* List of tasks *
1: According to the review of Manhattan in Reverse, which story in the collection was written especially for this book?
2: Please carry on the review of Manhattan in Reverse after its last sentence, keeping the reviewer's voice.

* Text passage *
+ + + + + + +
Manhattan in Reverse by Peter F. Hamilton
Published by Pan MacMillan, October 2011. Review copy received.
Review by Mark Yon
Before we get started properly, just take a look at that page count. No, that’s not a misprint. Peter’s latest book is about a third to a quarter of the size of his usual blockbusting tome. This is Peter’s second short story collection, the first being A Second Chance At Eden in 1998.
As Peter says in his Introduction, ‘I’m not the most prolific of short story writers’, and this does show here, but the good news is that what we lose in length we gain in a little more variety .
There are seven stories here. The first is one of the longest, Watching Trees Grow, which was first published in 2000 by PS Publishing as a limited edition novella. The last is the titular one, written especially for this book. Inbetween, the other five tales have been published from 2004-2008. The other tales are a little more similar, with themes and ideas often developed in the longer books. The Forever Kitten, is a short tale of less than a thousand words and is about an issue already dealt with in Misspent Youth: the sacrifices needed to obtain near-eternal youth. If at First… is a contemporary police procedural tale with a time-travel twist, that reads a little like Edeard’s time with the militia in the Void series. Blessed by an Angel tells us of the origins of the Higher and Advancer cultures and particular the attempts by the Advancers to infiltrate the Commonwealth.
Footvote, about political voting, is a tale that has been slightly revised to bring it more up to date. More contemporary, it deals with the exodus of the masses to a new planet via a wormhole, though it is actually focused around divorcing parents and their children. It is one of the weaker tales in the collection that hinges on a chance coincidence and limits itself by doing so.
I liked Watching Trees Grow when I first read it in 2000: it’s a murder mystery that starts in the 1800’s but in an alternate Oxford, where extended lifespans are norm and the Roman families still rule through a selective breeding programme. Technology has developed to an amazing degree. In these 1800’s we have electric cars, telephones and (almost) the development of atomic power. In this world we have Edward Buchanan Raleigh investigating the murder of a promising student, and major Family, Justin Ascham Raleigh. It’s written in a first person, whodunit style. Think of it as a combination of Inspector Morse, Agatha Christie and Midsomer Murders, but with an expanding timeline. It impressed me just as much the second time of reading. Interestingly, it also reminded me of the Void series, in that the style is very much like that of the Inigo’s Dream sequences of the Void trilogy. Peter really should write more of this.
Manhattan in Reverse is perhaps the key attraction here, being something Hamilton fans have been wanting for a while. It is a forty-three page stand-alone tale involving super-detective Paula Myo from the Commonwealth and Void series. Rather like a ‘What Paula does on her Vacation’ story, it is more linear than the multi-strand spanning storyline of those series. Though a great tale, I did not enjoy it as much as the other Paula Myo tale in the collection.
+ + + + + + +
* Data extract *

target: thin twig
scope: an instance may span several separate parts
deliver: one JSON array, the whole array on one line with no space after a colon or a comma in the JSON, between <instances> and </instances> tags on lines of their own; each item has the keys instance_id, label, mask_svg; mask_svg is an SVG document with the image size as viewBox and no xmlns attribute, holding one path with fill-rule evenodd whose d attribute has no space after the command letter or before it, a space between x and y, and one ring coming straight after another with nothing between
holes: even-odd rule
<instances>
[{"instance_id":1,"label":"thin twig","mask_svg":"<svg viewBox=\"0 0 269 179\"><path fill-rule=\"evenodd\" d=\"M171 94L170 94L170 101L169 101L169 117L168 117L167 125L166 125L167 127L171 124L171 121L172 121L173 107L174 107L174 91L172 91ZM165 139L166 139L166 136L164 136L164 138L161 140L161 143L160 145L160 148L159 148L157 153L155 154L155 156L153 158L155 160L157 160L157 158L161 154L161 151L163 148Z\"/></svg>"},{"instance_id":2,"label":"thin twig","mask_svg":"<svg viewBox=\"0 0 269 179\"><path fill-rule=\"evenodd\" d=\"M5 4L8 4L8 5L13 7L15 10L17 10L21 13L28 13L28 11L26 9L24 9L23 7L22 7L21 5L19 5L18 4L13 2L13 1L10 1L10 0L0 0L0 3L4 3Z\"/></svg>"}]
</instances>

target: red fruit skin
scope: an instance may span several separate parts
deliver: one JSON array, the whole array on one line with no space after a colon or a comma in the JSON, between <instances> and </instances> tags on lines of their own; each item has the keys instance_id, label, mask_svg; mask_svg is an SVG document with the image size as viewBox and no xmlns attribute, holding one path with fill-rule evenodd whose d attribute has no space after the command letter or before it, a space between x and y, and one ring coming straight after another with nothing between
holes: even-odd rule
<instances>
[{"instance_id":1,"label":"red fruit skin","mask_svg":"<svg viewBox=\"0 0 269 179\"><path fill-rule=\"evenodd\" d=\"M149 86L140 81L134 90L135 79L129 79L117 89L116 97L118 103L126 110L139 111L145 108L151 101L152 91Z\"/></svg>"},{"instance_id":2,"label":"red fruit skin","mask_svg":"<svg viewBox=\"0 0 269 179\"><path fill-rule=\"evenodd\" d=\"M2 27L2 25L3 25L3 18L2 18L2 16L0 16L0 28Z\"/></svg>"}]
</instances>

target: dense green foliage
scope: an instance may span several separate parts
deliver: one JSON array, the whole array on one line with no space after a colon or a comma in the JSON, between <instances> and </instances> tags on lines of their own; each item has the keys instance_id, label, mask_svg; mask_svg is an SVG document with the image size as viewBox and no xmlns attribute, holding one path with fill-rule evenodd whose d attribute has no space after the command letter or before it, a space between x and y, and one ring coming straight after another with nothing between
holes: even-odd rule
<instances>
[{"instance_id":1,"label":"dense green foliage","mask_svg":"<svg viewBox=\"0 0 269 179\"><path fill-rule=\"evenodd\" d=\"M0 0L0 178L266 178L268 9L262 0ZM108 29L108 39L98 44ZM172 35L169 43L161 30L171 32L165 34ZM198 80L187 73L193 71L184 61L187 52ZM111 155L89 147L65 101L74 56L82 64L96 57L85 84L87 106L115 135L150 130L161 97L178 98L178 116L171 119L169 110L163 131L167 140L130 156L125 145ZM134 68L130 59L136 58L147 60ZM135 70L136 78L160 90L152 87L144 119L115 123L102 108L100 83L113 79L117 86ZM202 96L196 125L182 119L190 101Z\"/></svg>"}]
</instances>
+ + + + + + +
* Expected results *
1: The title story, Manhattan in Reverse.

2:
This other tale, The Demon Trap, is set in the Commonwealth at the time of Pandora’s Star/Judas Unchained. A terrorist attempt on one of the major Families seems to be an attempt for independence from the Commonwealth by the planet of Merioneth. The protagonist thinks he is innocent and Paula gets on the case to find that the incident is not as straight-forward as it seems to be. It is exciting and fast-paced with enough detail to show intriguing glimpses of the wider Commonwealth: the relationship between the Families and society, Paula’s home planet and the reason for her need to see that justice is seen to be served.
The stories here show many of Peter’s strengths, highlighting key human themes in a variety of different settings in an entertaining way. There are those great ideas, still: super-technology, evolution, planets connected by wormholes, alien biology and habits. However, here the typical widescreen baroque of those larger epic narratives have been replaced by something a little more focused and intimate, but these are still engaging and fun.
If I had to find fault, it would be that as great as the stories here are, in the end the collection feels a little begrudging. It is ‘just’ the stories, which works as both a strength and a weakness. Whilst the stories themselves are good, there was a feeling at the end that there should’ve been something more. Perhaps some little postscripts or footnotes would have added to the book, explaining the origin of the story or what Peter was trying to achieve in the tale. Watching Trees Grow had a great introduction from Larry Niven in the PS edition, for example.
Perhaps more importantly, the biggest weakness is that many of the stories here only have significance if you’ve read Peter’s other books. Though fans of Peter’s other work will enjoy how these stories fit into his own Future History, newcomers to Peter’s work will not get as much enjoyment as those who’ve been here a while.
In summary, this is definitely a book for the fans, but not perhaps the best place to start Peter’s books. It was good to revisit previous Hamilton universes and the Watching Trees Grow novella left me feeling again that I would like to read more stories in the WTG universe.
If you want a book that has all of these tales from different publications in one place, or haven’t read any of these before, then I would recommend this one.